SHORT EXERCISE A:
Rescale the answer coordinates in the records from the line with "For our sports analytics pipeline, detect every water" to the line with "0, 559, 1024, 804" by multiplying each one by 0.6 and rounding to whole numbers, with halves rounded up. Write out only those lines, with the requests unchanged and the answers rescaled.

══ TEXT BLOCK ══

Description: This tutorial presents the macros offered by actionlib_lisp.

Tutorial Level: INTERMEDIATE

Next Tutorial: Writing actionlib clients

Actionlib is a ros library that you are encouraged to use for any kind of action your robot could perform. Make yourself familiar with the concepts before doing this tutorial.

Creating the Action Messages

First, let's create a ROS package for this tutorial. Let's call it learning_actionlib:

$ cd YOUR_CATKIN_WS/src
$ catkin_create_pkg learning_actionlib roslisp actionlib_lisp actionlib_msgs std_msgs
$ cd .. && catkin_make

As we're going to write our own ActionLib server with our own action type, we'll need to add the message_generation and message_runtime dependencies into our package.xml as we do for custom .msg and .srv files.

package.xml:

<?xml version="1.0"?>
<package>
  <name>learning_actionlib</name>
  <version>0.0.0</version>
  <description>The learning_actionlib package</description>
  <maintainer ...
  <license ...

  <buildtool_depend>catkin</buildtool_depend>
  <build_depend>actionlib_lisp</build_depend>
  <build_depend>actionlib_msgs</build_depend>
  <build_depend>roslisp</build_depend>
  <build_depend>std_msgs</build_depend>
  <build_depend>message_generation</build_depend>
  <run_depend>actionlib_lisp</run_depend>
  <run_depend>actionlib_msgs</run_depend>
  <run_depend>roslisp</run_depend>
  <run_depend>std_msgs</run_depend>
  <run_depend>message_runtime</run_depend>
</package>

For compiling the action file correctly see the C++ version of this tutorial and come back when you've finished creating messages.

To make sure that the ASDF systems for your action have been generated properly, do the following:

$ ls devel/share/common-lisp/ros/learning_actionlib/msg/
FibonacciActionFeedback.lisp  _package_FibonacciActionFeedback.lisp
FibonacciActionGoal.lisp      _package_FibonacciActionGoal.lisp
FibonacciAction.lisp          _package_FibonacciAction.lisp
FibonacciActionResult.lisp    _package_FibonacciActionResult.lisp
FibonacciFeedback.lisp        _package_FibonacciFeedback.lisp
FibonacciGoal.lisp            _package_FibonacciGoal.lisp
FibonacciResult.lisp          _package_FibonacciResult.lisp
learning_actionlib-msg.asd    _package.lisp

Writing a Simple Server

The actionlib_lisp package provides some useful macros for writing actionlib servers with minimum effort.

═══

SHORT EXERCISE B:
Extract the passage of the actionlib tutorial above from "Tutorial Level: INTERMEDIATE" to "doing this tutorial.", copying it word for word.

══ PROVIDED RECORDS ══

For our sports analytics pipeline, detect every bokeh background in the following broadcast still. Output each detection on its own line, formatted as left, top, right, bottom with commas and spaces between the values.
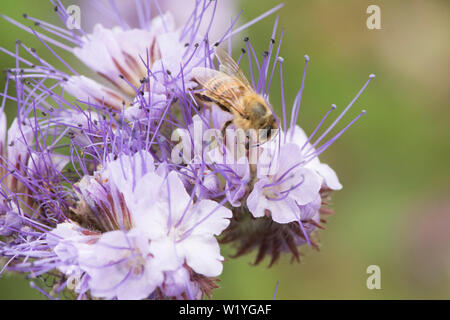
0, 0, 450, 299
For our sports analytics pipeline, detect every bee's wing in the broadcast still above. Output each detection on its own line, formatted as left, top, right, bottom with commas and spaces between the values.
192, 67, 248, 116
214, 47, 253, 91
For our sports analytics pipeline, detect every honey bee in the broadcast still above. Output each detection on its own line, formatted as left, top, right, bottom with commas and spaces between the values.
193, 47, 278, 144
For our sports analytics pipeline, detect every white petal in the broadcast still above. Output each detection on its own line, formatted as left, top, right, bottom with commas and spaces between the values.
178, 236, 223, 277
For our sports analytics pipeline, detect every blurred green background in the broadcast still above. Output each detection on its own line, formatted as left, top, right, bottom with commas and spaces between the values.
0, 0, 450, 299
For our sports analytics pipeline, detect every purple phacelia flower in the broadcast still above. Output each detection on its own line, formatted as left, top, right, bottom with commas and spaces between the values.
0, 0, 373, 299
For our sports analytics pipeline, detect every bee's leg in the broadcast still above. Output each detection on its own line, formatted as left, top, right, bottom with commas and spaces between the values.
221, 120, 233, 151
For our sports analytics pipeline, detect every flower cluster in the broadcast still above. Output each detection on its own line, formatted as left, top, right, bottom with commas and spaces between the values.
0, 0, 373, 299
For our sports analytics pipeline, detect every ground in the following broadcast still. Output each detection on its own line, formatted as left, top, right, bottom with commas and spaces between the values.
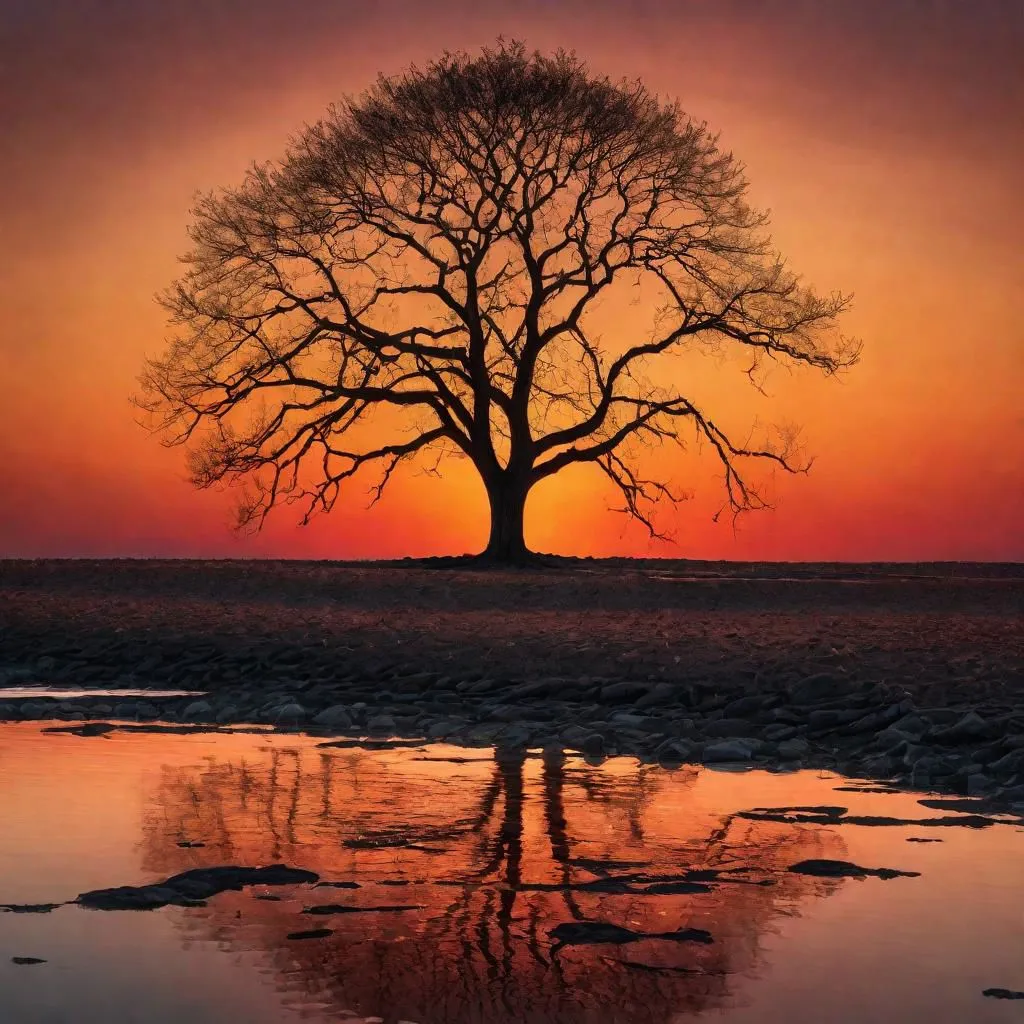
0, 559, 1024, 792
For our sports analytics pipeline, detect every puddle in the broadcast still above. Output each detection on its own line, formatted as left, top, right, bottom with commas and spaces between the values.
0, 686, 206, 700
0, 723, 1024, 1024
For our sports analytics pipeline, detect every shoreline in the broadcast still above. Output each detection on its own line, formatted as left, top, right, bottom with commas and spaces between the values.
0, 560, 1024, 805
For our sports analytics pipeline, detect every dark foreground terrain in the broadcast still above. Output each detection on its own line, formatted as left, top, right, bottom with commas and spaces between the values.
0, 559, 1024, 803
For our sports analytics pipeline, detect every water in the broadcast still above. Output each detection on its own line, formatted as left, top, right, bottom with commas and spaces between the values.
0, 723, 1024, 1024
0, 686, 206, 700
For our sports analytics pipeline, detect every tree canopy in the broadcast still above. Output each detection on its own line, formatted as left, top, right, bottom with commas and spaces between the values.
138, 43, 858, 560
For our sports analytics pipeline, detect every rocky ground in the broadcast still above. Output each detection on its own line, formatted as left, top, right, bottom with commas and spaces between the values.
0, 559, 1024, 804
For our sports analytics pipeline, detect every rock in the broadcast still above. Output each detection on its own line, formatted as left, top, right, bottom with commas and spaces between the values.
778, 736, 811, 761
701, 718, 756, 736
790, 672, 852, 705
302, 903, 423, 918
313, 705, 352, 729
285, 928, 334, 939
601, 682, 651, 703
807, 708, 864, 731
988, 750, 1024, 775
548, 921, 715, 953
786, 859, 921, 880
273, 700, 306, 725
634, 683, 677, 711
76, 864, 319, 910
700, 739, 754, 764
655, 739, 693, 768
933, 711, 992, 743
967, 771, 995, 797
181, 700, 213, 722
367, 715, 395, 736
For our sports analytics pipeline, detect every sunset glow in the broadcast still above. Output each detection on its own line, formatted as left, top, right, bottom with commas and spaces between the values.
0, 0, 1024, 560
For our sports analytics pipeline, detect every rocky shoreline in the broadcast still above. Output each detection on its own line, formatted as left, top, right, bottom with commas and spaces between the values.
0, 562, 1024, 809
6, 664, 1024, 810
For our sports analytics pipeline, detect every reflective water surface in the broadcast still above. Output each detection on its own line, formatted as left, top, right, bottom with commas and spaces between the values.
0, 686, 205, 700
0, 723, 1024, 1024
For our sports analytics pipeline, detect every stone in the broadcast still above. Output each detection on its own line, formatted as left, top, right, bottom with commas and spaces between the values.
700, 739, 754, 764
786, 859, 921, 880
76, 864, 319, 910
313, 705, 352, 729
655, 739, 693, 768
967, 771, 995, 797
934, 711, 992, 743
778, 736, 811, 761
367, 715, 395, 735
274, 700, 306, 725
601, 682, 651, 703
701, 718, 756, 736
790, 672, 852, 705
988, 750, 1024, 775
722, 693, 777, 718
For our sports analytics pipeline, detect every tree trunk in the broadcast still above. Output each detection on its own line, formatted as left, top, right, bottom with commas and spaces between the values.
483, 478, 529, 564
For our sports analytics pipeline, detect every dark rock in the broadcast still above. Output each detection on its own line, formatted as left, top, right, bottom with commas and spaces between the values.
700, 718, 757, 736
273, 700, 306, 725
367, 715, 396, 735
43, 722, 117, 736
181, 700, 213, 722
655, 739, 693, 768
302, 903, 423, 918
700, 739, 754, 764
77, 864, 319, 910
722, 693, 778, 718
313, 705, 352, 729
778, 736, 811, 761
988, 750, 1024, 775
548, 921, 715, 953
933, 711, 993, 743
786, 860, 921, 879
790, 672, 853, 705
601, 681, 652, 703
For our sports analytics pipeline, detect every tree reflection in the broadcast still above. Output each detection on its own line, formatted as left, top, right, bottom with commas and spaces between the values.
143, 744, 844, 1024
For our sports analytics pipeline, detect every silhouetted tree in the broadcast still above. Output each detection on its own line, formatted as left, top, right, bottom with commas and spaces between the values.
138, 43, 857, 561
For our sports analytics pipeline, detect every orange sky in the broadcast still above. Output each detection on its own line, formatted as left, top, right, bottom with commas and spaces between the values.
0, 0, 1024, 559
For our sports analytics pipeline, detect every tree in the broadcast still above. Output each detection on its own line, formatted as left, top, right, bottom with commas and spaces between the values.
137, 43, 858, 561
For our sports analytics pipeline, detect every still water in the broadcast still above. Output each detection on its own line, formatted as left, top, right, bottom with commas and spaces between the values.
0, 723, 1024, 1024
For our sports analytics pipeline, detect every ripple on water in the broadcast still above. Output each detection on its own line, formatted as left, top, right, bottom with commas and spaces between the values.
0, 720, 1024, 1024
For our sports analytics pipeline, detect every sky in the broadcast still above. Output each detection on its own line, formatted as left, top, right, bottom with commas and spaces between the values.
0, 0, 1024, 560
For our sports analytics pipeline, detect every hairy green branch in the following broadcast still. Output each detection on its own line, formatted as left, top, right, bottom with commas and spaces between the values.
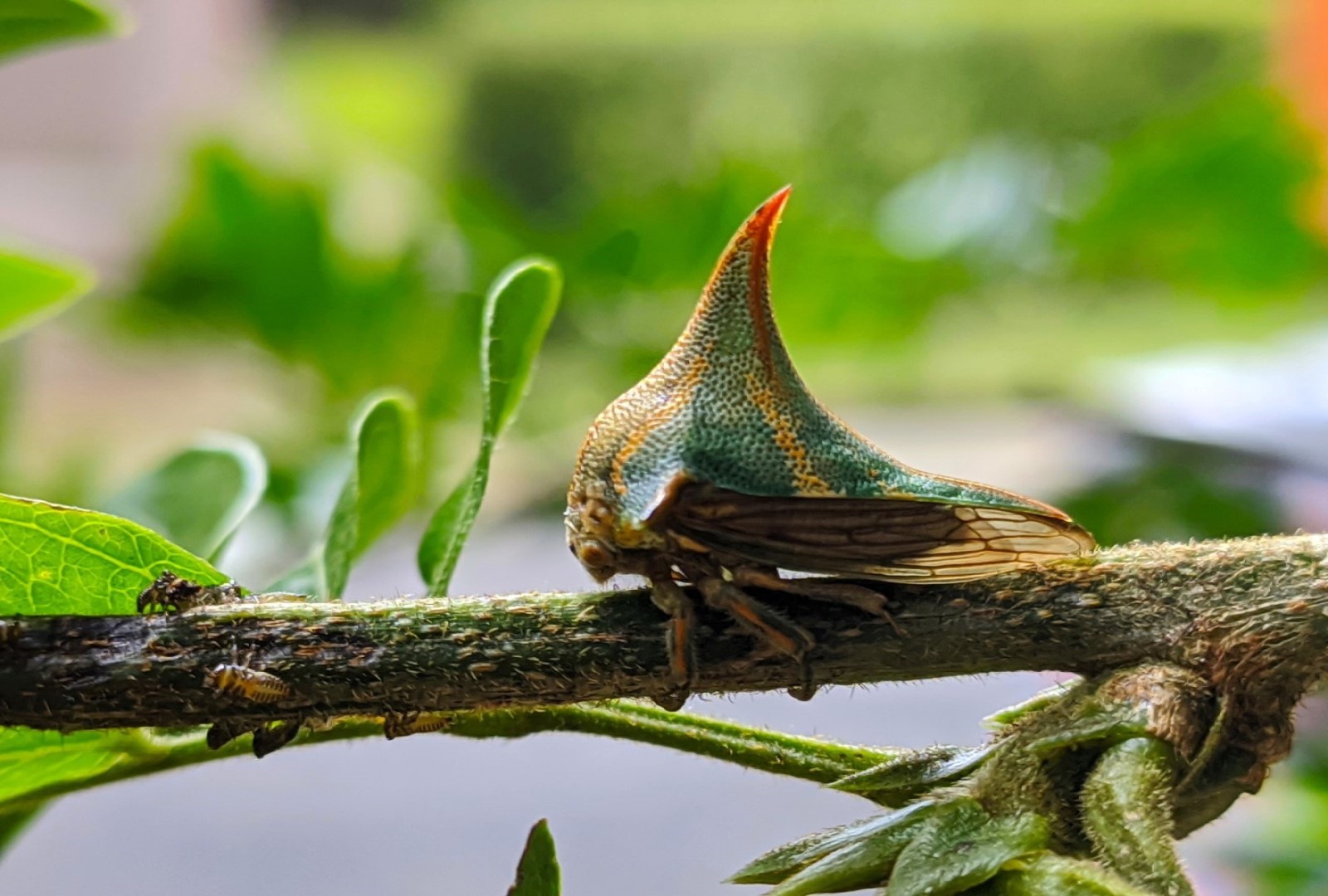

═══

TASK ANSWER A:
For our sports analytics pipeline, detect every water in the broadcast still above. Output each detection on its own line, formatted as left, top, right, bottom with commas and spaces between the values.
0, 434, 614, 614
0, 412, 124, 420
For our sports analytics pipeline, detect every tree canopy in the broadcast still above. Output each detection on its own line, formatted as left, top, right, bottom with commas and spaces between the values.
83, 26, 515, 336
For our sports analytics pipeline, detect every rocky ground in the broadcast still above. Output each detection on its own line, formatted as left, top, right, bottom with commas and spaces between the values.
0, 335, 614, 482

TASK ANSWER B:
Tutorial Level: INTERMEDIATE

Next Tutorial: Writing actionlib clients

Actionlib is a ros library that you are encouraged to use for any kind of action your robot could perform. Make yourself familiar with the concepts before doing this tutorial.